Directive a:
Answer these questions using the blog post below.
(i) On which night did the writer arrive in UB?
(ii) Until when was the writer's apartment expected to be without hot water?
(iii) For how long has the entire city of Ulan Bator been without hot water?

Article:

::::::

Thursday, May 23, 2013

Life in the Second World

I'm currently boiling a pot of water so I can take a warm "bucket shower" to wash off my crusty body from the dust storms that have swept through the city the last two days.  When we arrived in UB on Sunday night I learned that our apartment would be out of hot water until sometime in June.  I originally thought that it was simply because it would take a few weeks for the utility bills to transfer over to our name since we were renting an apartment from another family.  And although it's inconvenient, I could understand that if all paperwork needed to be filled out and filed the old fashioned way.  Then I learned that the ENTIRE CITY of Ulan Bator is without hot water and has been for over a month now!  What? How?!  The hardest part of this reality is that I now have lost confidence in the fact that the hot water will even stick around for the 30 below winter season if we ever do get it back.

::::::

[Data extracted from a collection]
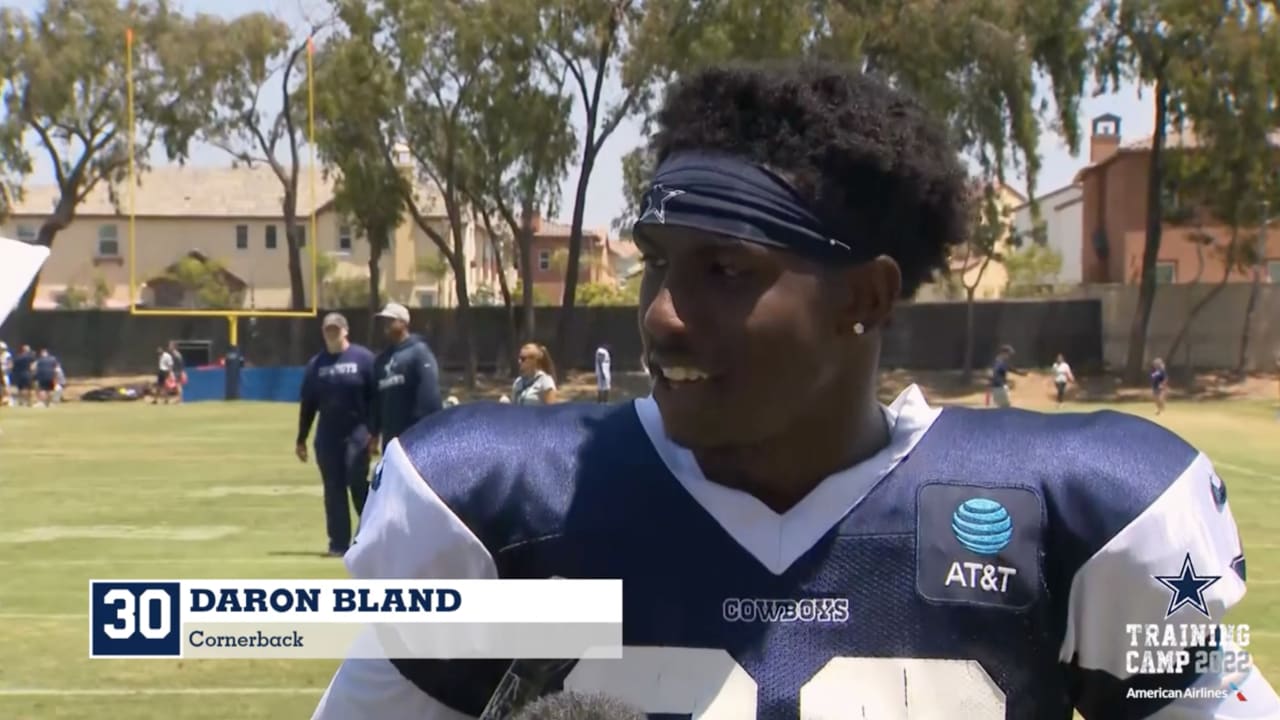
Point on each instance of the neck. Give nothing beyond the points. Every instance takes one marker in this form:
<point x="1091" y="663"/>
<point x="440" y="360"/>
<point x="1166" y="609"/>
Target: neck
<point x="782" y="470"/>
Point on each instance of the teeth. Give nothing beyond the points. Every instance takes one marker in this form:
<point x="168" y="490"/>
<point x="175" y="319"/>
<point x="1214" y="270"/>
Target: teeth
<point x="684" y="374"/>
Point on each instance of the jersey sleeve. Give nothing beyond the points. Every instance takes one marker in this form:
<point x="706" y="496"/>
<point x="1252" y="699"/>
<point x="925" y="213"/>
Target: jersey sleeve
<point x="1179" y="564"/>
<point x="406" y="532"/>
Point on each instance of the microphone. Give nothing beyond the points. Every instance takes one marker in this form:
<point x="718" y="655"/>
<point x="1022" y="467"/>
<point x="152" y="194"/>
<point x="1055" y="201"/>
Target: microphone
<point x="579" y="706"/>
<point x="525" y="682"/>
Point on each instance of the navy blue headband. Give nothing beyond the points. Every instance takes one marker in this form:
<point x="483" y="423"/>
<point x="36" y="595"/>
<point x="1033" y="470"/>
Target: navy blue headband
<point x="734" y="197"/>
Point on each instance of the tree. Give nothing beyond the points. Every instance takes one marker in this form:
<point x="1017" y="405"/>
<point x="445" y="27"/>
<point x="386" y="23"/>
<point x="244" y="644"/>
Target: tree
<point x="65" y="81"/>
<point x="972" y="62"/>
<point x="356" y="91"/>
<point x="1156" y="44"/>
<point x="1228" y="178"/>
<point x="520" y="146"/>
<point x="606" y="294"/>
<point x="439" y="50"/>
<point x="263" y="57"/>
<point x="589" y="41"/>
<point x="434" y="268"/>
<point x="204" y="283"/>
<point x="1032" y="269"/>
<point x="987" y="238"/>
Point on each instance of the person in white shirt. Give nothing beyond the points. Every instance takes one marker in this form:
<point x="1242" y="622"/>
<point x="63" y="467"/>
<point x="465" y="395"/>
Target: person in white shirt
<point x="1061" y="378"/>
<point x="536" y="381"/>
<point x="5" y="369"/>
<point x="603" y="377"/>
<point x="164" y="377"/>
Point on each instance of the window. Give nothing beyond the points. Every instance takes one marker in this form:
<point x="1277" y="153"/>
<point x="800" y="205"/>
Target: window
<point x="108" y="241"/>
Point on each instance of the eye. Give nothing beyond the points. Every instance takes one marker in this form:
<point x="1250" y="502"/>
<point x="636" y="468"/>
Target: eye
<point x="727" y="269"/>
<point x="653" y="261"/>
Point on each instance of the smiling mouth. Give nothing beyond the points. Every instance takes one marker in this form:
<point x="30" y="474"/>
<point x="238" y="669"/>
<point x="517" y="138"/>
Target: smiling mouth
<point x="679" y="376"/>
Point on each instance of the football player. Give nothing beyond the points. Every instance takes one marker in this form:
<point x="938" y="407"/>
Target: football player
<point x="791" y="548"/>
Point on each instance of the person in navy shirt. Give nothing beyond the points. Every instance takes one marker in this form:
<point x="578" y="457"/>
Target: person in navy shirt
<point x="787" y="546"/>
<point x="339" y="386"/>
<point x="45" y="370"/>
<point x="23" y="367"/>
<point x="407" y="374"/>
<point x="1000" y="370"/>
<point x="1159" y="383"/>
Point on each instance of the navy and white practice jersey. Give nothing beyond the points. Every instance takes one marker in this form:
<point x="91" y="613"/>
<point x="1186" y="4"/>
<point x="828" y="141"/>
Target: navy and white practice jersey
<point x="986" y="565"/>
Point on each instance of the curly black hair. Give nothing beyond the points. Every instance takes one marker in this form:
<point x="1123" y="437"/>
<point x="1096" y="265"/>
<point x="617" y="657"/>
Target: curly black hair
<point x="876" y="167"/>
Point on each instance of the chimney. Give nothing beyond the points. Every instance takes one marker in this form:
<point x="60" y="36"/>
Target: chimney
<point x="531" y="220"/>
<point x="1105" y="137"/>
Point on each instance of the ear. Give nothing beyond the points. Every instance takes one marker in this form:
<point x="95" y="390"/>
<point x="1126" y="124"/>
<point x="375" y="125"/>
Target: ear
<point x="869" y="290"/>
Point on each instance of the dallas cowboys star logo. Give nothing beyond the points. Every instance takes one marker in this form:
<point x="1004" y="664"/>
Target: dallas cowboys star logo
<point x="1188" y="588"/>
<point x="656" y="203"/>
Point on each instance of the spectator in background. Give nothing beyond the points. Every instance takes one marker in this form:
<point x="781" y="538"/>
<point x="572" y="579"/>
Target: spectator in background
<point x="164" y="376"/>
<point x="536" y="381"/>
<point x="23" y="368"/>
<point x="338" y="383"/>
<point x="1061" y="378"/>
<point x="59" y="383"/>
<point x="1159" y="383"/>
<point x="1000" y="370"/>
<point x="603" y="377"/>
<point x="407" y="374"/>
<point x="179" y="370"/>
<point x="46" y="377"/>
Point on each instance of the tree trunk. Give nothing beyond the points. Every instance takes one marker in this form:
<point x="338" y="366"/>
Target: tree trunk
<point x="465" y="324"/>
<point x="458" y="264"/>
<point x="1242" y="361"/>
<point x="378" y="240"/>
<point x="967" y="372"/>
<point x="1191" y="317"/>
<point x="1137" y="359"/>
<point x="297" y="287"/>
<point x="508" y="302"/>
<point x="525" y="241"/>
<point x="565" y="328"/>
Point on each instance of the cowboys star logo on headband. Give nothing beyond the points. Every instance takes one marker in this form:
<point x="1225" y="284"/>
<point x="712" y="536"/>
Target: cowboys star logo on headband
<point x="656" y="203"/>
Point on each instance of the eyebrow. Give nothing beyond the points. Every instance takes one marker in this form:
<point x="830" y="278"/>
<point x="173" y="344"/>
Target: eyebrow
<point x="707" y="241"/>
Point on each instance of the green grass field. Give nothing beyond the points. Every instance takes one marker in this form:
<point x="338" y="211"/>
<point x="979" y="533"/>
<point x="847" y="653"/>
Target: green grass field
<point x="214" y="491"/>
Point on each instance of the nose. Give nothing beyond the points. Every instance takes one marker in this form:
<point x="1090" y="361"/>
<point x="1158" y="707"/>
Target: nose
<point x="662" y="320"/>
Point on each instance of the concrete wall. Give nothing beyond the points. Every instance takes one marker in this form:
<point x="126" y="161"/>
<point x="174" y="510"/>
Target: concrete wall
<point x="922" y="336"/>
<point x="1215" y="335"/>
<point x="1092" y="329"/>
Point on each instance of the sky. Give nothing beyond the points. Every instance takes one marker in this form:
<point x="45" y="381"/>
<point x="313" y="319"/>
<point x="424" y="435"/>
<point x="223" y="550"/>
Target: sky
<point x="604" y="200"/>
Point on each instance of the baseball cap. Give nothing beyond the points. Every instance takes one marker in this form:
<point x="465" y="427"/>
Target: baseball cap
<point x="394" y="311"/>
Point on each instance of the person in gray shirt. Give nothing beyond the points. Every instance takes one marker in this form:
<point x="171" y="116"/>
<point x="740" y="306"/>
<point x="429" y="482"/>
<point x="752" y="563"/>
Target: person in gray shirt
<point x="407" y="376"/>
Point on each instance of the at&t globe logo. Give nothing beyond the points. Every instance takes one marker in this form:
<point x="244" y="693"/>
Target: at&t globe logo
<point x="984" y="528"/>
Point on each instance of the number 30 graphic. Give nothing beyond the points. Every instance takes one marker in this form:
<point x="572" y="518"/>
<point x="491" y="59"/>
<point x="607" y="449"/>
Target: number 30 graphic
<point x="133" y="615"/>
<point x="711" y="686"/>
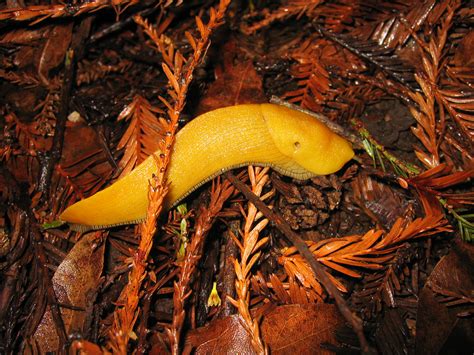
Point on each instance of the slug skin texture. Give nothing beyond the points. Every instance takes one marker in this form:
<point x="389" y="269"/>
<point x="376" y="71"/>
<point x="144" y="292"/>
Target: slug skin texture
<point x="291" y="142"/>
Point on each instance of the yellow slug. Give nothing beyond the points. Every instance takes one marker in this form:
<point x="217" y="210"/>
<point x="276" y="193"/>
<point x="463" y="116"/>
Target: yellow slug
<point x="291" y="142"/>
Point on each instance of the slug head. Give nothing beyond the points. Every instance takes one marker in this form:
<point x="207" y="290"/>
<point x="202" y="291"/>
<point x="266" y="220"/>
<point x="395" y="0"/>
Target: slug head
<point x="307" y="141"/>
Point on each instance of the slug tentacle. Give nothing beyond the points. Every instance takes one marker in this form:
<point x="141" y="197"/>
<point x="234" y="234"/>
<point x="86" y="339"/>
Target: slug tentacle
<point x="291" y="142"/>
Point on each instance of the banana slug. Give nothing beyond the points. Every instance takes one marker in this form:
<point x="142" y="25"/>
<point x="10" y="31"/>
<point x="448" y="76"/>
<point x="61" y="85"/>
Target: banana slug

::::::

Directive b:
Extract every line of the records above that contains the word "background".

Task result a:
(i) Sunday night
(ii) Until sometime in June
(iii) For over a month

Task result b:
Point on each instance of the spectator in background. Give nothing beyond the points. Every instance takes one marker in this form:
Target: spectator in background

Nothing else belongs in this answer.